§ Extract to read:

Research

To realize the promise of personalized medicine, modelers need to be able to integrate different types of data collected from a patient into a computational framework that enables decision-making about optimal interventions to help the patient to either maintain or regain health. A fundamental problem that currently does not have a widely applicable solution is how to calibrate a generic computational model of human biology to a given patient at a given time. In joint work with members of the Laboratory for Systems Medicine and the Mehrad Lab at the University of Florida,  I am working on data assimilation algorithms to address this issue.

In a recent manuscript [Knapp et al 2025], my coauthors and I present an algorithm to address the problem above for the agent-based model framework, commonly used to capture stochastic and spatially heterogeneous biological processes, such as tumor growth or immune system dynamics. This algorithm addresses the key challenge of bridging the gap between the clinically measurable quantities (the macro-state) and the fine-grained data at different physiological scales which are required to run the model (the micro-state).

§ Work order A:
Summarize the research description above in two sentences.
§ Work order B:
Answer the following questions using the research description above.
(i) Which two groups at the University of Florida collaborate with the author on data assimilation algorithms?
(ii) For which model framework does the recent manuscript present an algorithm?
(iii) What term does the text use for the clinically measurable quantities?

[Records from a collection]

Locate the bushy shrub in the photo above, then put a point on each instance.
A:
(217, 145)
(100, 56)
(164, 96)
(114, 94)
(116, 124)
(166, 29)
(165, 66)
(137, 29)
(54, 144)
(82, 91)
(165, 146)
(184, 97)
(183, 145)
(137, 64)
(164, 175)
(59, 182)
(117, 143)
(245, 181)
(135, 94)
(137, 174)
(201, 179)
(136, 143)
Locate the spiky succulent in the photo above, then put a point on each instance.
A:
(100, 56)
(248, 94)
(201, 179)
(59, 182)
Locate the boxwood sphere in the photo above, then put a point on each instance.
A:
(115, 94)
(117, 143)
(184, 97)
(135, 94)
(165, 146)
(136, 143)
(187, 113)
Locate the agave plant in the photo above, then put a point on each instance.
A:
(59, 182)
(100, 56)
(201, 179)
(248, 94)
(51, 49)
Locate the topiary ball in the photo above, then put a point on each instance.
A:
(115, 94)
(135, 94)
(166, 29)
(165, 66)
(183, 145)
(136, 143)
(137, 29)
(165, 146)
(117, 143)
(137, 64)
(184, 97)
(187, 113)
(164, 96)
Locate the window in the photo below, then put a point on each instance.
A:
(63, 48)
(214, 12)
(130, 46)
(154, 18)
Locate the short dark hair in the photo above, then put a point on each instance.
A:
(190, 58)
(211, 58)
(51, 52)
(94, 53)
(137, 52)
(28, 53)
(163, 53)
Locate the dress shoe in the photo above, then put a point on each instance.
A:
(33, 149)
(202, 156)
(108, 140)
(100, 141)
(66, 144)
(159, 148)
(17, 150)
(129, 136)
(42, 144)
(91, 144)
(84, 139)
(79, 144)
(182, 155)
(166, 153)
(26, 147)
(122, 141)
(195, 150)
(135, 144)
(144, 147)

§ Your solution A:
Personalized medicine requires integrating a patient's data into a computational framework that supports decisions about optimal interventions, yet there is no widely applicable solution for calibrating a generic computational model of human biology to a given patient at a given time. To address this problem, the author is developing data assimilation algorithms with collaborators at the University of Florida, including an algorithm for agent-based models that bridges the clinically measurable macro-state and the fine-grained micro-state required to run the model.

§ Your solution B:
(i) The Laboratory for Systems Medicine and the Mehrad Lab.
(ii) The agent-based model framework.
(iii) The macro-state.